[AIM OF THE EXERCISE]: Copy every item below word for word, but leave out the pictures.

───── RECORD EXTRACTS

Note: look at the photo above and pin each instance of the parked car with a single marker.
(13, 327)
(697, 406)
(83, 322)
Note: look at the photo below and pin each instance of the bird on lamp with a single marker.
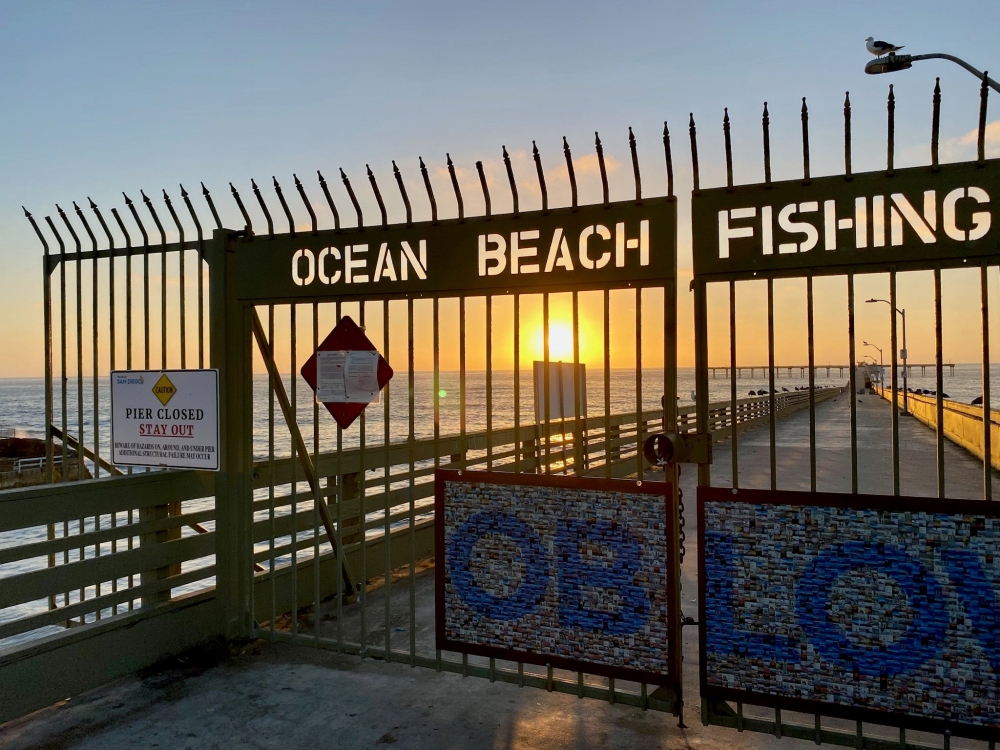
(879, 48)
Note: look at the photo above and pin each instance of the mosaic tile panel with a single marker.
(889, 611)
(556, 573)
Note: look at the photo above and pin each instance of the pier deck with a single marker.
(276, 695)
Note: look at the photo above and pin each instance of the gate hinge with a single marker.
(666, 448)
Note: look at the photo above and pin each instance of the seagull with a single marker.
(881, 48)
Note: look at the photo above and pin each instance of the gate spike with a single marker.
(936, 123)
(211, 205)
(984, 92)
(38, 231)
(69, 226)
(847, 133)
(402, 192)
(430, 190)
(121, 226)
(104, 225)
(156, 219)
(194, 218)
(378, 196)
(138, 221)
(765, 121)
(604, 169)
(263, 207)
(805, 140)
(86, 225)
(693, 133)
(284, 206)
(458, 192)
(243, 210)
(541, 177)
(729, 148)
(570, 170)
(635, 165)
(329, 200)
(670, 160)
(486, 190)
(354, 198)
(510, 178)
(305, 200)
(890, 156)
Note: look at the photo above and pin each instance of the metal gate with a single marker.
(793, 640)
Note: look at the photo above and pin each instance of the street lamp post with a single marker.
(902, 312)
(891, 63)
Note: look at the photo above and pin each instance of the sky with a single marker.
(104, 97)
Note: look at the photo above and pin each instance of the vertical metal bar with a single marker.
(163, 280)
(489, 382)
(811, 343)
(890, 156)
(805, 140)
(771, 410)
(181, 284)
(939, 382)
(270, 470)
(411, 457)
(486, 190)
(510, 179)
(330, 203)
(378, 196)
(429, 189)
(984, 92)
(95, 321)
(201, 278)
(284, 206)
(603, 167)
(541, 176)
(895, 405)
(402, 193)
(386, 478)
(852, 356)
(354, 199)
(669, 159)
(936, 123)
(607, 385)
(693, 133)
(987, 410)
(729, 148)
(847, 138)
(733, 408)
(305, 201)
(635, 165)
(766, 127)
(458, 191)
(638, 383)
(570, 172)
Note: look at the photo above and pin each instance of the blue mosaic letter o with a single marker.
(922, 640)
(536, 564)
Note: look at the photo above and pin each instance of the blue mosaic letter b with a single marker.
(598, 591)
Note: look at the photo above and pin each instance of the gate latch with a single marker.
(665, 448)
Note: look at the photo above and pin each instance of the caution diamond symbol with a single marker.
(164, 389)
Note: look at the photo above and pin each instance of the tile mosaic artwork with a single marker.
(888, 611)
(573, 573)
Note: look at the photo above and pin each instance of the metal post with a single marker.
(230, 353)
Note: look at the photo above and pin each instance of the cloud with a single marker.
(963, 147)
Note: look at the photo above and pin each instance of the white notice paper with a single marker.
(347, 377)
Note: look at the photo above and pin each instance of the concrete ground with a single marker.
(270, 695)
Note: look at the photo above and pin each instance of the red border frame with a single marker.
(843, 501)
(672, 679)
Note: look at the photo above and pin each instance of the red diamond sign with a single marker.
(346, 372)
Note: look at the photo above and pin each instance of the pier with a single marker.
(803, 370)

──────────

[SOLVED PROBLEM]:
Note: look at the photo above and pin each instance of the parked car with a single marker.
(13, 327)
(697, 406)
(83, 322)
Note: look at the photo below and pin each instance of the bird on lamp with a single marker.
(879, 48)
Note: look at the photo above and pin each instance of the mosaic tile panel with a single marker.
(889, 611)
(556, 573)
Note: look at the photo above and pin each instance of the pier deck with a single marker.
(276, 695)
Note: look at the photo above and pin each instance of the gate hinge with a single marker.
(666, 448)
Note: look at the photo above and pin each instance of the seagull with a single marker.
(881, 48)
Note: look at the photo above and pin each instance of the gate spike with a single marker.
(936, 123)
(211, 205)
(984, 92)
(38, 231)
(69, 226)
(847, 133)
(402, 192)
(430, 190)
(121, 226)
(104, 225)
(156, 219)
(194, 218)
(378, 196)
(138, 221)
(765, 121)
(604, 169)
(263, 207)
(805, 140)
(86, 225)
(693, 133)
(284, 206)
(458, 192)
(243, 210)
(541, 177)
(729, 148)
(570, 170)
(635, 165)
(329, 200)
(670, 160)
(486, 190)
(354, 198)
(510, 178)
(305, 200)
(890, 156)
Note: look at the photo above and pin each instance of the metal gate with a single marker.
(793, 640)
Note: look at the photo above and pin each instance of the street lamp post with a single marker.
(902, 312)
(891, 63)
Note: look at the photo above and pin each instance of the sky with a single marker.
(104, 97)
Note: look at the photo above and pin each instance of the vertical metal bar with a single marker.
(163, 280)
(489, 382)
(811, 343)
(890, 156)
(805, 140)
(771, 410)
(181, 284)
(939, 382)
(270, 470)
(411, 457)
(486, 190)
(510, 179)
(330, 203)
(378, 196)
(429, 189)
(984, 92)
(95, 321)
(201, 278)
(284, 206)
(603, 167)
(541, 176)
(895, 405)
(402, 193)
(386, 478)
(852, 356)
(354, 199)
(669, 159)
(936, 123)
(607, 385)
(693, 133)
(987, 410)
(729, 148)
(847, 138)
(733, 408)
(305, 201)
(635, 165)
(766, 127)
(458, 191)
(638, 383)
(570, 172)
Note: look at the photo above and pin each instance of the blue mosaic letter o with a single marker.
(922, 640)
(536, 564)
Note: look at the photo above and pin each instance of the blue mosaic letter b with a single marker.
(598, 591)
Note: look at the photo above and pin each instance of the gate latch with a single marker.
(665, 448)
Note: look at the photo above and pin each instance of the caution diamond symbol with a single marker.
(164, 389)
Note: look at the photo above and pin each instance of the tile mosaic artwork with a single marker.
(888, 611)
(573, 573)
Note: look at the photo above and pin each instance of the metal post with a single marker.
(230, 353)
Note: look at the photo above and pin each instance of the cloud with a single marker.
(963, 147)
Note: look at the photo above and pin each instance of the white notice paper with a single marker.
(347, 377)
Note: look at the photo above and pin each instance of the concrete ground with a single marker.
(270, 695)
Note: look at the photo above and pin each instance of the red border frame with a single marker.
(843, 501)
(672, 679)
Note: look at the photo above and pin each instance of the red diamond sign with a single marker.
(346, 372)
Note: look at the photo above and pin each instance of the pier with a single marker.
(803, 370)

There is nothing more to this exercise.